What you will do: Starting with the line that contains "TARGET = eyebrow", copy every line through the end of the data below, exactly and with nothing added.

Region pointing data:
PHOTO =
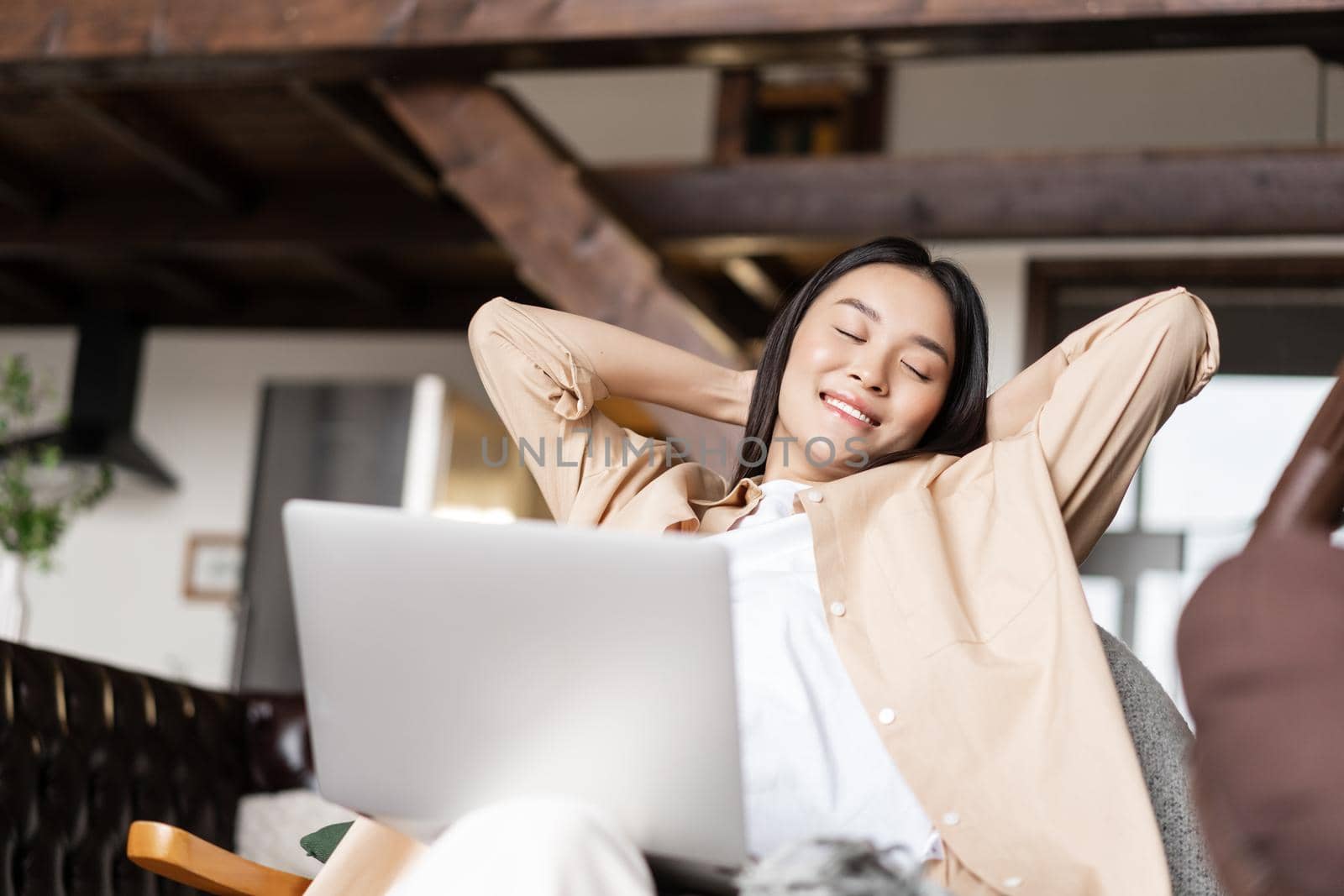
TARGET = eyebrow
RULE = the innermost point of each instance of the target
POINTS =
(877, 318)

Task response:
TARGET = eyebrow
RULE = the innermost point of each instance of the target
POINTS =
(877, 318)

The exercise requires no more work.